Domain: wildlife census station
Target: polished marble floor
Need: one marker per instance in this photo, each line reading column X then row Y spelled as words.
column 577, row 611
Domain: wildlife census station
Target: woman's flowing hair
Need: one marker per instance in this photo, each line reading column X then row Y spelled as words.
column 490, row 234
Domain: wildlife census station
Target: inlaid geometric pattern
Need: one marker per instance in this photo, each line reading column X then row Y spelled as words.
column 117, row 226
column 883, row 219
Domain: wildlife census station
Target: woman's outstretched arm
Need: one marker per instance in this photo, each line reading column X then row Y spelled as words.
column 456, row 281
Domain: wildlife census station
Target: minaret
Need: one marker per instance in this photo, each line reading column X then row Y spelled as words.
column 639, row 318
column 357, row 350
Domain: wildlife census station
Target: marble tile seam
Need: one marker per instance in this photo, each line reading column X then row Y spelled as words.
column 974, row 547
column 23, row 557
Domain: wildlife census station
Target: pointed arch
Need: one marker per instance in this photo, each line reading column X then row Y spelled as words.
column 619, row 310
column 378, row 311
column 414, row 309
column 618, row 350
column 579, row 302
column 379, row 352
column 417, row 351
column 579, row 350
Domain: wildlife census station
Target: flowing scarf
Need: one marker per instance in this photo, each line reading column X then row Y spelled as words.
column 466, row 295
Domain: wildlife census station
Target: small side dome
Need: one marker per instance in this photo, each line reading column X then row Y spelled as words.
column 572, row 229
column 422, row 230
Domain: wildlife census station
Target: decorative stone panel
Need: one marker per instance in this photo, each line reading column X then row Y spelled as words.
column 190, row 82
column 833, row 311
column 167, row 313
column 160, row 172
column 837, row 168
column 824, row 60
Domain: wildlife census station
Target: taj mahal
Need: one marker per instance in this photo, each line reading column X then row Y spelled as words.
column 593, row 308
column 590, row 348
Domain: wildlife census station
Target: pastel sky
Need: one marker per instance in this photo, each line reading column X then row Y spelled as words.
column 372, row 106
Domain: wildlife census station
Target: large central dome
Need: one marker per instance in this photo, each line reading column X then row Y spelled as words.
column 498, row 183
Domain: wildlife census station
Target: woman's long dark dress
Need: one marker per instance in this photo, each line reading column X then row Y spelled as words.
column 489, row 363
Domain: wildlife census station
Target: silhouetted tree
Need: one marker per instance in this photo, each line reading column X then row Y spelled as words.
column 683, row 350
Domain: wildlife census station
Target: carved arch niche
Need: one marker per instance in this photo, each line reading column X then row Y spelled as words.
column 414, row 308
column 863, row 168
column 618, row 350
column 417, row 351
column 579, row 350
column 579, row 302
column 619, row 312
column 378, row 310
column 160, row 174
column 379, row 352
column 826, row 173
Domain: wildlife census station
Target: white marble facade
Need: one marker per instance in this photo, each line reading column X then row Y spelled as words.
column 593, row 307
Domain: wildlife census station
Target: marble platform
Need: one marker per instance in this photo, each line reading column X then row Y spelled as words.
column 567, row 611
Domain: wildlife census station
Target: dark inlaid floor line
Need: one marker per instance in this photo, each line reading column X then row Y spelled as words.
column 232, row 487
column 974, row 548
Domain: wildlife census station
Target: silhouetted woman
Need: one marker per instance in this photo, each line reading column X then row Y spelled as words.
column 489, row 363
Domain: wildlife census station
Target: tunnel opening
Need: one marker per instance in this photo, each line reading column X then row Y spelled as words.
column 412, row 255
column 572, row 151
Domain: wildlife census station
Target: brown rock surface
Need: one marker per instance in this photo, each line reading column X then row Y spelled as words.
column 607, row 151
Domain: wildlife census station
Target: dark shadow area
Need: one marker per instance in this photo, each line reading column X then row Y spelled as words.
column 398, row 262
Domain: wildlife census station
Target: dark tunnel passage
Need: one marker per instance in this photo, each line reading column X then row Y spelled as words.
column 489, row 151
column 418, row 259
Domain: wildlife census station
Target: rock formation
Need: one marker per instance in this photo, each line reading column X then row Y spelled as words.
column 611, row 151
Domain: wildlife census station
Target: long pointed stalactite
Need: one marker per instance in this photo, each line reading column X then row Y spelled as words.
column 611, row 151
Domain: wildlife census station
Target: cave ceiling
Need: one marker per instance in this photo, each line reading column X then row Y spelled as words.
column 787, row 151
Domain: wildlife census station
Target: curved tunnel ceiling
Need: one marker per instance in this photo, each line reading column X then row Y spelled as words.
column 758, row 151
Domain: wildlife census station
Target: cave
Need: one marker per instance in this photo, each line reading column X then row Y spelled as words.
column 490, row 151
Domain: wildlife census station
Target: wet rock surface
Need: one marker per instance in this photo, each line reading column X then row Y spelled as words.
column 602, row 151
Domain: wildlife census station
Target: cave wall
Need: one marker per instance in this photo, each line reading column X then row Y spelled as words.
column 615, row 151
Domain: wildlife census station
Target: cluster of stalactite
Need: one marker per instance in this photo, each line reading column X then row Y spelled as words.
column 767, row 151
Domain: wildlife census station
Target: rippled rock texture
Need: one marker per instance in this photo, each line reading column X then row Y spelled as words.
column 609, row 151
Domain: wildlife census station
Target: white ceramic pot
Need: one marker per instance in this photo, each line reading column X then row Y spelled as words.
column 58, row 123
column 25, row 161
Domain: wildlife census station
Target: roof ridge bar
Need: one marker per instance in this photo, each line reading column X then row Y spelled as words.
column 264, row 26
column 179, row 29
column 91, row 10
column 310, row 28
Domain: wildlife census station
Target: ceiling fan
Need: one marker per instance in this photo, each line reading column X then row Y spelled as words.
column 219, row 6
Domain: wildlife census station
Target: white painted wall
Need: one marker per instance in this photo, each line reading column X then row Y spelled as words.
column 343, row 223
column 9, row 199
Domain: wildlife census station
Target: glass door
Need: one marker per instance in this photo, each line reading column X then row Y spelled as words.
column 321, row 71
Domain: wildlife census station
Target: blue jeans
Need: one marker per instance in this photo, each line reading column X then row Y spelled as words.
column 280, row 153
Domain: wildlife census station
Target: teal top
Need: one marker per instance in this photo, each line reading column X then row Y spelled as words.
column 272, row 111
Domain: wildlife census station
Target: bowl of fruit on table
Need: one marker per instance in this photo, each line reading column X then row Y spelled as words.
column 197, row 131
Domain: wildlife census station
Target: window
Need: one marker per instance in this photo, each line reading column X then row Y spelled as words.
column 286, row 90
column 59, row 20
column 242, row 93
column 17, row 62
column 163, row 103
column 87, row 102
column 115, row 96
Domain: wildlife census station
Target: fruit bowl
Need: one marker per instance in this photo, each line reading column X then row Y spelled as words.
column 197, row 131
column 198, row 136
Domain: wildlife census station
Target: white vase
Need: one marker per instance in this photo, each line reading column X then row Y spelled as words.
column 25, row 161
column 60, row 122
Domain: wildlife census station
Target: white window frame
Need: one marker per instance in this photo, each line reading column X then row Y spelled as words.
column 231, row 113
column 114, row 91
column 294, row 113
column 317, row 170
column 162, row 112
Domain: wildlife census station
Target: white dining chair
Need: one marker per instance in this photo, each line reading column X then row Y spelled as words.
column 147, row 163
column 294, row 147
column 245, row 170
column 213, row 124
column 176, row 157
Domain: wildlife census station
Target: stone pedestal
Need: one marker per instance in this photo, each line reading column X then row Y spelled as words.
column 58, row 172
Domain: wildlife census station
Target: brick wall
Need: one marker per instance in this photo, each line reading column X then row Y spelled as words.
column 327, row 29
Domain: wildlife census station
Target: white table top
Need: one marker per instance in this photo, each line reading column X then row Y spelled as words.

━━━━━━━━━━

#### Work required:
Format every line of the items above as a Markdown table with two columns, Row and Text. Number the rows in order and leave out any blank lines.

#### Problem solution:
| Row | Text |
|---|---|
| 1 | Domain: wildlife census station |
| 2 | Target: polished marble floor |
| 3 | Need: one marker per instance in this photo, each line reading column X then row Y spelled as words. |
| 4 | column 577, row 611 |
| 5 | Domain: wildlife census station |
| 6 | Target: woman's flowing hair |
| 7 | Need: one marker per instance in this photo, each line reading column X then row Y spelled as words. |
| 8 | column 490, row 234 |
| 9 | Domain: wildlife census station |
| 10 | Target: inlaid geometric pattern |
| 11 | Need: one marker per instance in this photo, each line reading column X then row Y spelled as words. |
| 12 | column 117, row 226 |
| 13 | column 883, row 219 |
| 14 | Domain: wildlife census station |
| 15 | Target: woman's outstretched arm |
| 16 | Need: one marker per instance in this photo, each line reading column X then row Y spelled as words. |
| 17 | column 456, row 281 |
| 18 | Domain: wildlife census station |
| 19 | Target: minaret |
| 20 | Need: one marker per instance in this photo, each line reading column X then row Y spelled as words. |
| 21 | column 639, row 318 |
| 22 | column 357, row 350 |
| 23 | Domain: wildlife census station |
| 24 | Target: marble tile seam |
| 25 | Need: one marker per instance in this photo, each line reading column X then row Y spelled as words. |
| 26 | column 974, row 547 |
| 27 | column 23, row 557 |
| 28 | Domain: wildlife census station |
| 29 | Target: pointed arch |
| 30 | Need: one marker per instance in this photo, each line reading column X then row Y spelled as words. |
| 31 | column 619, row 310 |
| 32 | column 378, row 311 |
| 33 | column 414, row 309 |
| 34 | column 618, row 350 |
| 35 | column 579, row 302 |
| 36 | column 379, row 352 |
| 37 | column 417, row 351 |
| 38 | column 579, row 350 |
| 39 | Domain: wildlife census station |
| 40 | Target: flowing scarf |
| 41 | Need: one marker per instance in this photo, each line reading column X then row Y spelled as words. |
| 42 | column 466, row 295 |
| 43 | Domain: wildlife census station |
| 44 | Target: small side dome |
| 45 | Need: one marker per instance in this photo, each line reading column X then row Y spelled as words. |
| 46 | column 572, row 229 |
| 47 | column 422, row 230 |
| 48 | Domain: wildlife census station |
| 49 | Target: decorative stone panel |
| 50 | Need: one marker per instance in this photo, each line reading column X then row Y spelled as words. |
| 51 | column 190, row 82 |
| 52 | column 833, row 311 |
| 53 | column 167, row 313 |
| 54 | column 160, row 172 |
| 55 | column 837, row 168 |
| 56 | column 824, row 60 |
| 57 | Domain: wildlife census station |
| 58 | Target: taj mahal |
| 59 | Need: one marker per instance in this photo, each line reading column X then row Y spelled as words. |
| 60 | column 593, row 308 |
| 61 | column 590, row 348 |
| 62 | Domain: wildlife census station |
| 63 | Target: pastel sky |
| 64 | Need: one marker per instance in this photo, each line reading column X then row Y spelled as words. |
| 65 | column 372, row 106 |
| 66 | Domain: wildlife census station |
| 67 | Target: large central dome |
| 68 | Need: one marker per instance in this photo, each line reading column X then row Y spelled as words. |
| 69 | column 498, row 183 |
| 70 | Domain: wildlife census station |
| 71 | Target: woman's long dark dress |
| 72 | Need: one marker per instance in this photo, each line reading column X then row Y spelled as words. |
| 73 | column 489, row 363 |
| 74 | Domain: wildlife census station |
| 75 | Target: silhouetted tree |
| 76 | Need: one marker per instance in this photo, each line reading column X then row Y spelled as words. |
| 77 | column 683, row 350 |
| 78 | Domain: wildlife census station |
| 79 | Target: carved arch niche |
| 80 | Need: one marker per instance in this photo, each line reading column X then row Y spelled as words. |
| 81 | column 414, row 308 |
| 82 | column 863, row 168 |
| 83 | column 618, row 350 |
| 84 | column 417, row 351 |
| 85 | column 579, row 350 |
| 86 | column 579, row 302 |
| 87 | column 619, row 312 |
| 88 | column 378, row 310 |
| 89 | column 160, row 174 |
| 90 | column 379, row 352 |
| 91 | column 826, row 173 |
| 92 | Domain: wildlife census station |
| 93 | Target: white marble facade |
| 94 | Need: one marker per instance in this photo, each line reading column X then row Y spelled as words. |
| 95 | column 593, row 307 |
| 96 | Domain: wildlife census station |
| 97 | Target: marble platform |
| 98 | Need: one marker per instance in this photo, each line reading column X then row Y spelled as words. |
| 99 | column 567, row 611 |
| 100 | Domain: wildlife census station |
| 101 | Target: dark inlaid floor line |
| 102 | Need: one marker per instance in this photo, each line reading column X then row Y spelled as words. |
| 103 | column 232, row 487 |
| 104 | column 974, row 548 |
| 105 | Domain: wildlife census station |
| 106 | Target: silhouetted woman |
| 107 | Need: one marker per instance in this photo, each line reading column X then row Y spelled as words. |
| 108 | column 489, row 363 |
| 109 | Domain: wildlife census station |
| 110 | Target: tunnel opening |
| 111 | Need: one marker per instance in this photo, each line reading column X then row Y spelled as words. |
| 112 | column 412, row 255 |
| 113 | column 572, row 151 |
| 114 | Domain: wildlife census station |
| 115 | Target: brown rock surface |
| 116 | Need: one marker per instance in this photo, each line reading column X then row Y spelled as words. |
| 117 | column 607, row 151 |
| 118 | Domain: wildlife census station |
| 119 | Target: dark shadow area |
| 120 | Need: one marker per instance in this photo, each line reading column X then row Y spelled as words. |
| 121 | column 398, row 262 |
| 122 | Domain: wildlife census station |
| 123 | Target: dark tunnel passage |
| 124 | Need: one marker per instance in this photo, each line reading column X then row Y spelled as words. |
| 125 | column 489, row 151 |
| 126 | column 418, row 259 |
| 127 | Domain: wildlife census station |
| 128 | Target: rock formation |
| 129 | Need: one marker per instance in this photo, each line reading column X then row Y spelled as words. |
| 130 | column 611, row 151 |
| 131 | Domain: wildlife census station |
| 132 | Target: long pointed stalactite |
| 133 | Need: one marker per instance in this photo, each line reading column X then row Y spelled as words. |
| 134 | column 611, row 151 |
| 135 | Domain: wildlife census station |
| 136 | Target: cave ceiling |
| 137 | Need: one marker per instance in this photo, each line reading column X then row Y spelled as words. |
| 138 | column 787, row 151 |
| 139 | Domain: wildlife census station |
| 140 | Target: curved tunnel ceiling |
| 141 | Need: one marker per instance in this photo, each line reading column X then row Y spelled as words. |
| 142 | column 758, row 151 |
| 143 | Domain: wildlife census station |
| 144 | Target: cave |
| 145 | Need: one marker per instance in this photo, each line reading column X then row Y spelled as words. |
| 146 | column 490, row 151 |
| 147 | Domain: wildlife census station |
| 148 | Target: wet rock surface |
| 149 | Need: one marker per instance in this photo, each line reading column X then row Y spelled as words. |
| 150 | column 602, row 151 |
| 151 | Domain: wildlife census station |
| 152 | Target: cave wall |
| 153 | Need: one marker per instance in this photo, each line reading column X then row Y spelled as words. |
| 154 | column 615, row 151 |
| 155 | Domain: wildlife census station |
| 156 | Target: cluster of stalactite |
| 157 | Need: one marker per instance in this photo, each line reading column X then row Y spelled as words. |
| 158 | column 767, row 151 |
| 159 | Domain: wildlife census station |
| 160 | Target: rippled rock texture |
| 161 | Need: one marker per instance in this photo, each line reading column X then row Y spelled as words. |
| 162 | column 609, row 151 |
| 163 | Domain: wildlife census station |
| 164 | Target: white ceramic pot |
| 165 | Need: one marker per instance in this photo, each line reading column X then row Y spelled as words. |
| 166 | column 58, row 123 |
| 167 | column 25, row 161 |
| 168 | Domain: wildlife census station |
| 169 | Target: roof ridge bar |
| 170 | Need: one marker per instance in this photo, each line reading column X then row Y spelled as words. |
| 171 | column 264, row 26 |
| 172 | column 179, row 29 |
| 173 | column 91, row 10 |
| 174 | column 310, row 28 |
| 175 | Domain: wildlife census station |
| 176 | Target: ceiling fan |
| 177 | Need: one marker per instance in this photo, each line reading column X then row Y spelled as words. |
| 178 | column 219, row 6 |
| 179 | Domain: wildlife census station |
| 180 | Target: white painted wall |
| 181 | Need: one marker per instance in this photo, each line reading column X then row Y spelled as words. |
| 182 | column 343, row 223 |
| 183 | column 9, row 199 |
| 184 | Domain: wildlife census station |
| 185 | Target: glass door |
| 186 | Need: one marker per instance in this photo, each line reading column X then row Y spelled as words. |
| 187 | column 321, row 71 |
| 188 | Domain: wildlife census station |
| 189 | Target: blue jeans |
| 190 | Need: one marker per instance in this photo, each line reading column X then row Y spelled as words. |
| 191 | column 280, row 153 |
| 192 | Domain: wildlife census station |
| 193 | Target: teal top |
| 194 | Need: one marker per instance in this photo, each line reading column X then row Y spelled as words. |
| 195 | column 272, row 111 |
| 196 | Domain: wildlife census station |
| 197 | Target: bowl of fruit on table |
| 198 | Need: one marker per instance in this photo, each line reading column X then row Y spelled as words. |
| 199 | column 197, row 131 |
| 200 | Domain: wildlife census station |
| 201 | Target: window |
| 202 | Need: one marker per instance in this photo, each line reading column X then row Y spelled as words. |
| 203 | column 286, row 90 |
| 204 | column 59, row 20 |
| 205 | column 242, row 93 |
| 206 | column 17, row 62 |
| 207 | column 163, row 103 |
| 208 | column 87, row 102 |
| 209 | column 115, row 96 |
| 210 | Domain: wildlife census station |
| 211 | Target: fruit bowl |
| 212 | Need: one marker per instance in this photo, each line reading column X then row Y spelled as words. |
| 213 | column 197, row 131 |
| 214 | column 198, row 136 |
| 215 | Domain: wildlife census station |
| 216 | Target: white vase |
| 217 | Need: one marker per instance in this photo, each line reading column X then row Y spelled as words. |
| 218 | column 25, row 161 |
| 219 | column 60, row 122 |
| 220 | Domain: wildlife census station |
| 221 | Target: white window frame |
| 222 | Need: one marker per instance in this photo, each line reading column X then row Y spelled as words. |
| 223 | column 231, row 113 |
| 224 | column 114, row 91 |
| 225 | column 294, row 113 |
| 226 | column 317, row 170 |
| 227 | column 162, row 112 |
| 228 | Domain: wildlife census station |
| 229 | Target: white dining chair |
| 230 | Need: one marker per instance in this photo, each line reading column X then row Y spelled as words. |
| 231 | column 147, row 163 |
| 232 | column 294, row 147 |
| 233 | column 245, row 170 |
| 234 | column 213, row 124 |
| 235 | column 176, row 157 |
| 236 | Domain: wildlife census station |
| 237 | Target: stone pedestal |
| 238 | Need: one marker per instance in this photo, each line reading column X then row Y spelled as words. |
| 239 | column 58, row 172 |
| 240 | Domain: wildlife census station |
| 241 | Target: brick wall |
| 242 | Need: one marker per instance in this photo, each line reading column X then row Y spelled as words. |
| 243 | column 327, row 29 |
| 244 | Domain: wildlife census station |
| 245 | Target: white table top |
| 246 | Need: one marker per instance in this photo, each line reading column X then row Y spelled as words. |